▸ **DATA FOR THIS EXERCISE**
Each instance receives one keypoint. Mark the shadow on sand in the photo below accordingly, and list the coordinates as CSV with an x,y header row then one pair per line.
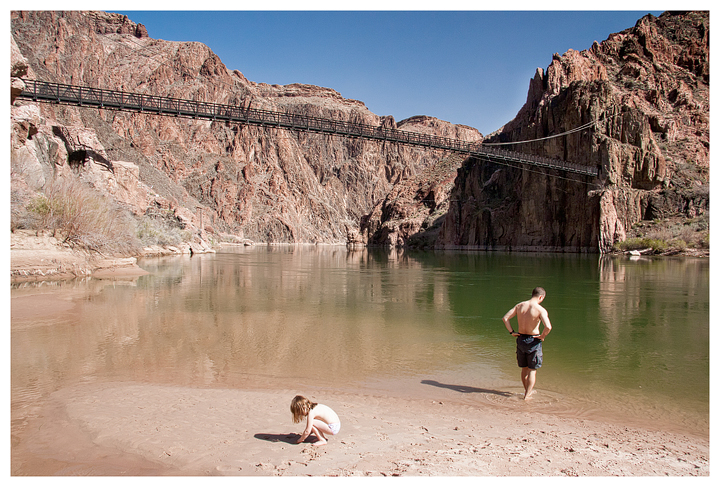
x,y
287,438
465,389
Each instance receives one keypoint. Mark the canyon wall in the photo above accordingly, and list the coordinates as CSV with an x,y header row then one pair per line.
x,y
642,96
647,89
253,183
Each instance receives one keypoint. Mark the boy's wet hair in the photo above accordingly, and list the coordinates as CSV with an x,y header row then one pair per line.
x,y
537,292
300,406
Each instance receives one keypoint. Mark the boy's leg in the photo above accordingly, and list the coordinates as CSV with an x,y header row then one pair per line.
x,y
530,383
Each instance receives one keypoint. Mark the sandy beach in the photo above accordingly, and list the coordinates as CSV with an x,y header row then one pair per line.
x,y
141,429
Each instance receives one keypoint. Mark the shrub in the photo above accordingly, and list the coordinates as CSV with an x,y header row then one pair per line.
x,y
639,243
83,218
153,230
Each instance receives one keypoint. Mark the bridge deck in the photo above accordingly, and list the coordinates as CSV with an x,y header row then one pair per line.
x,y
42,91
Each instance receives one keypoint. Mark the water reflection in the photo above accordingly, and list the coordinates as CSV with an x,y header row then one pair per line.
x,y
634,332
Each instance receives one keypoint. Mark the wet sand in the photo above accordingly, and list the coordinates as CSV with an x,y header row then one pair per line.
x,y
142,429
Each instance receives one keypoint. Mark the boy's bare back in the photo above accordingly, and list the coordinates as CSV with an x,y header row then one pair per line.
x,y
529,316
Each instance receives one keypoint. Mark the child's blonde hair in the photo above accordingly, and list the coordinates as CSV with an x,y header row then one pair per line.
x,y
300,407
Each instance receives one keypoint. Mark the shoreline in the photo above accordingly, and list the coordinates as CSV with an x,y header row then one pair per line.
x,y
127,428
38,257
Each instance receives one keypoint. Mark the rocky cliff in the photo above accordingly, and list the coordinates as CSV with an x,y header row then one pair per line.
x,y
642,96
215,179
647,90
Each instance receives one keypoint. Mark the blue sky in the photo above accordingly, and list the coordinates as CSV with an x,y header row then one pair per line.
x,y
466,67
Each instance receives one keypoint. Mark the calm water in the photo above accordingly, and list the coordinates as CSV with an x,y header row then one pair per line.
x,y
629,340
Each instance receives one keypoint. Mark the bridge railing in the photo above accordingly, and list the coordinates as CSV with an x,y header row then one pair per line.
x,y
119,100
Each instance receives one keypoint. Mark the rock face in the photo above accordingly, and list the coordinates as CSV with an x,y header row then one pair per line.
x,y
648,89
253,183
642,97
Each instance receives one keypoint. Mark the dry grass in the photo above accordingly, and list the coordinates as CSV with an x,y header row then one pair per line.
x,y
80,216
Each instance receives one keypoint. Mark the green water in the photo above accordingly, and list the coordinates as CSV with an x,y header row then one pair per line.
x,y
629,340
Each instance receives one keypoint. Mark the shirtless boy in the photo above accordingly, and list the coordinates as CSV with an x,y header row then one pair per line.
x,y
529,339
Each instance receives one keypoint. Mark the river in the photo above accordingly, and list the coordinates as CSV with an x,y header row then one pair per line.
x,y
629,342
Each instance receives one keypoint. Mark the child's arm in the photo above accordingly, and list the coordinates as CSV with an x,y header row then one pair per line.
x,y
308,428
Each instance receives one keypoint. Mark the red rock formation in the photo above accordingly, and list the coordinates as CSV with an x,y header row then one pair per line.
x,y
260,184
648,89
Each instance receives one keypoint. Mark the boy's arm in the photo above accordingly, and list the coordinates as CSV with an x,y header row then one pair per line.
x,y
506,320
547,327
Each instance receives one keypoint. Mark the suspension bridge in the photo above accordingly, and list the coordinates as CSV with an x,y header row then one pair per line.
x,y
83,96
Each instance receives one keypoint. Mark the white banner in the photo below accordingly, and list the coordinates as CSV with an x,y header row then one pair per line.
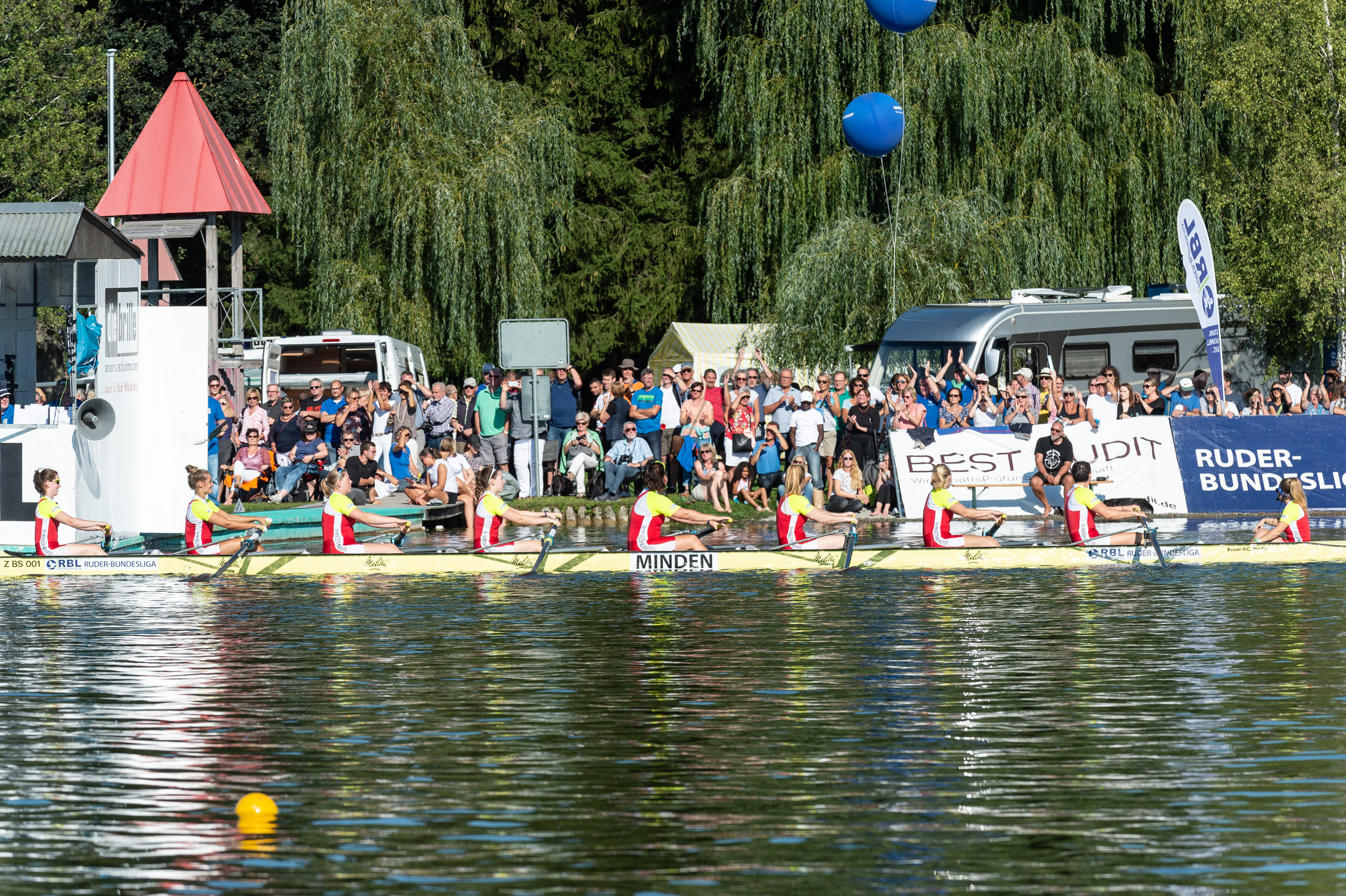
x,y
1200,261
1137,455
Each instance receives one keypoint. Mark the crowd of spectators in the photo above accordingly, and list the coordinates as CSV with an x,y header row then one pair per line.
x,y
723,435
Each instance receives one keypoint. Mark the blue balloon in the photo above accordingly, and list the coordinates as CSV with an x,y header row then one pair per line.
x,y
874,124
901,15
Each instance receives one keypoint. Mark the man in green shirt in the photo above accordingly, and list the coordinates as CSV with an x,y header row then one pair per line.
x,y
492,422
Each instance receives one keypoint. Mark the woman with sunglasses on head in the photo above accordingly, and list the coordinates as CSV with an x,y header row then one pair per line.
x,y
205,516
49,514
341,514
1294,521
711,479
492,513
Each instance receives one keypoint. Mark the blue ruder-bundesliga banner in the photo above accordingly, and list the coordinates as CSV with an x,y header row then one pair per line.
x,y
1233,465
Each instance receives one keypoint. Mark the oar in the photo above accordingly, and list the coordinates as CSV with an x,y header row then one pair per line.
x,y
1154,540
547,547
249,544
850,547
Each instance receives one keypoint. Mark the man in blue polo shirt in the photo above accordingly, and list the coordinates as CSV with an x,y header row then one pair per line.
x,y
647,407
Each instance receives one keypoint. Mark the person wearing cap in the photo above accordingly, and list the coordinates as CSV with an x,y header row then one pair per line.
x,y
305,457
492,417
1185,396
807,435
628,370
984,405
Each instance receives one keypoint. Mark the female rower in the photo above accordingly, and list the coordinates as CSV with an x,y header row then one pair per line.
x,y
492,513
1083,505
941,508
652,508
341,516
205,514
1294,521
795,509
47,482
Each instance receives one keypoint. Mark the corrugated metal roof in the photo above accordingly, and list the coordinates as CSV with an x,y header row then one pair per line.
x,y
38,229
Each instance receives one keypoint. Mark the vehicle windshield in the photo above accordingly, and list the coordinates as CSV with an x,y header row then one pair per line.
x,y
329,361
901,357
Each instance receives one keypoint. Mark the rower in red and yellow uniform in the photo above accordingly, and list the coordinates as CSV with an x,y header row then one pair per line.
x,y
941,508
492,513
652,508
1083,505
341,516
1294,521
795,509
47,482
204,516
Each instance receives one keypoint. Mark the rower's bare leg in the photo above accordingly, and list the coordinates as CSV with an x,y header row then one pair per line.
x,y
1040,493
79,551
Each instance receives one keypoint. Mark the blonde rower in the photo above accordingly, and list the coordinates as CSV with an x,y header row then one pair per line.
x,y
204,516
941,508
341,516
47,482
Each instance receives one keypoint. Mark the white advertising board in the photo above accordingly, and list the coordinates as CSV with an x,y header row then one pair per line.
x,y
1138,455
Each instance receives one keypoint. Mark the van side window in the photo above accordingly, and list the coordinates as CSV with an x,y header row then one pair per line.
x,y
1084,362
1162,354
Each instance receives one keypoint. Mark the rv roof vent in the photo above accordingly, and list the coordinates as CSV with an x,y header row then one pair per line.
x,y
1111,293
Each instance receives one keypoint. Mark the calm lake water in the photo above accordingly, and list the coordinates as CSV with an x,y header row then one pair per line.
x,y
1037,732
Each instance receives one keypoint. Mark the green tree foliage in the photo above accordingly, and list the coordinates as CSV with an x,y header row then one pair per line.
x,y
632,255
1278,182
50,96
427,197
1038,135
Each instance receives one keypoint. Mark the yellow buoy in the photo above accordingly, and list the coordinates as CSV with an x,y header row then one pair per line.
x,y
256,806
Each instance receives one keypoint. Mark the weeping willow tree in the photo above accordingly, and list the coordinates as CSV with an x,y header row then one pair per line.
x,y
1041,142
427,198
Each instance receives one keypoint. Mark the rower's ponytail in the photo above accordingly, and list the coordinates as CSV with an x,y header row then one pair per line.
x,y
330,482
941,477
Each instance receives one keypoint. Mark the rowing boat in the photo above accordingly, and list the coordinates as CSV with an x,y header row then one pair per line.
x,y
723,560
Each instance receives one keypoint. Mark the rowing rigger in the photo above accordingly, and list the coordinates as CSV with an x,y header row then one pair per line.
x,y
895,557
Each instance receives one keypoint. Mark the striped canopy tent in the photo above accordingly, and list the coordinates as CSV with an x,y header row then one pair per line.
x,y
702,346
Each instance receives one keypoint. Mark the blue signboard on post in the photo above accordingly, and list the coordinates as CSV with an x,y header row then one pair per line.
x,y
1233,465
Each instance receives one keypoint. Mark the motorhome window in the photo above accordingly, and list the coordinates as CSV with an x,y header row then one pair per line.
x,y
327,361
895,357
1084,362
1029,354
1154,354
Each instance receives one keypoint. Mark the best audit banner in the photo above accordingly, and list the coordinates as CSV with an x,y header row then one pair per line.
x,y
1233,465
1138,455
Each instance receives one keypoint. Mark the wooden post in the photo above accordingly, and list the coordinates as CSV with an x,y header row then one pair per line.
x,y
212,295
236,272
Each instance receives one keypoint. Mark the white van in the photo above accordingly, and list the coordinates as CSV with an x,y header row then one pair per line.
x,y
338,354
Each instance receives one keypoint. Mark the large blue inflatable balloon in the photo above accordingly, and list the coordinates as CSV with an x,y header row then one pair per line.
x,y
874,124
901,15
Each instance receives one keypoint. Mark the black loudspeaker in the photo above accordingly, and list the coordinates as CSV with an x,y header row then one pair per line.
x,y
95,419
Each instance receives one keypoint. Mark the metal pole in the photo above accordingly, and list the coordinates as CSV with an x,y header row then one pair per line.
x,y
537,451
112,116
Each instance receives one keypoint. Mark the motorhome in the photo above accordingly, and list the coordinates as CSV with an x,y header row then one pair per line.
x,y
1076,333
338,354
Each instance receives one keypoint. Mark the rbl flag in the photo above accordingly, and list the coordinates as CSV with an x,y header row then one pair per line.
x,y
1201,284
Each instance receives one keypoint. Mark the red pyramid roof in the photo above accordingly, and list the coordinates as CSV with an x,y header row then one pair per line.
x,y
181,165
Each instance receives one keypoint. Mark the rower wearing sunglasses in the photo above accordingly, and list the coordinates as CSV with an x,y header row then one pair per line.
x,y
1294,521
49,514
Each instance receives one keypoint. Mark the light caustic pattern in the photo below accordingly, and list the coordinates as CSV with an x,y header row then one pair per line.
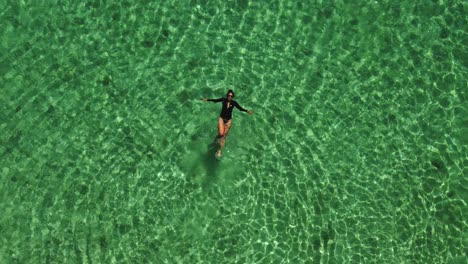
x,y
356,152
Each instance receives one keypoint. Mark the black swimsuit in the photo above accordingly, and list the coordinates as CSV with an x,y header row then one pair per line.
x,y
226,113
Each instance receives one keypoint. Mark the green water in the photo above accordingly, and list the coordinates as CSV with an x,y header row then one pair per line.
x,y
356,152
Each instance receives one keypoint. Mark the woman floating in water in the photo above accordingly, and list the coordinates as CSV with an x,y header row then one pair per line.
x,y
224,120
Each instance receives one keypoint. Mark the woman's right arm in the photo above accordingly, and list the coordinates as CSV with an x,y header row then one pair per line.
x,y
213,100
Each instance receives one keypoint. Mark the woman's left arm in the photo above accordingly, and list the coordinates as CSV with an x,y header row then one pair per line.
x,y
242,109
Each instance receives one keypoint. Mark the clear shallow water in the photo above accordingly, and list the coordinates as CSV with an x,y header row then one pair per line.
x,y
356,153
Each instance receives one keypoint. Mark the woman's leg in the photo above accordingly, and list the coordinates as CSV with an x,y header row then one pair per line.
x,y
220,129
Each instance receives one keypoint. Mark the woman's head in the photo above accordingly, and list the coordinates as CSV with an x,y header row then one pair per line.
x,y
230,94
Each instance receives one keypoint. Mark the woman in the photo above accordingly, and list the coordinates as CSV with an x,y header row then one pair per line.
x,y
224,120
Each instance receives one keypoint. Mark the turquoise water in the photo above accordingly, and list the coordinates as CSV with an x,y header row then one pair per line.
x,y
356,152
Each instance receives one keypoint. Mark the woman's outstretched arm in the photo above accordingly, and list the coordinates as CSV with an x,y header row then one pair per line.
x,y
213,100
242,109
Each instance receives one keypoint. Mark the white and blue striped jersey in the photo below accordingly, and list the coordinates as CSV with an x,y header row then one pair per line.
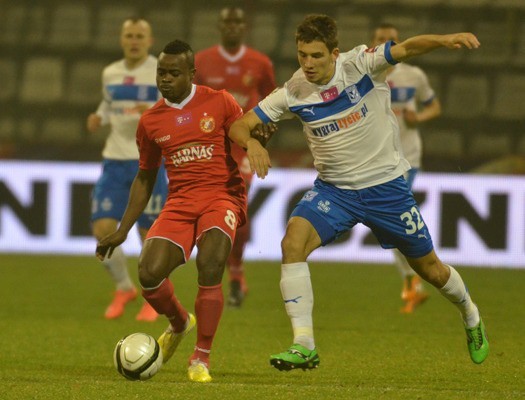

▸ **WORK REQUEST**
Set down exactly the lines of the entries above from the one holding "Each instance receives one keypoint. Mark the turquoise" through the last one, including both, with the pictures left out.

▸ **WRITTEN SOLUTION**
Each instance receives one keypoint. Mark the turquoise water in the photo above accordingly, and list the coordinates as CSV with an x,y header row then one pair per line.
x,y
356,152
Each instance receives one keypoint. Mark the woman's outstretched arm in the photo above accordingly, and list the coordinates as CSV with an x,y header row then one pair per line.
x,y
213,100
242,109
Each instance receives one keypoint. Mark the white and blue striped jersey in the photo below accordingly, and list the coordinates as CSV with an x,y header row then one pair per line.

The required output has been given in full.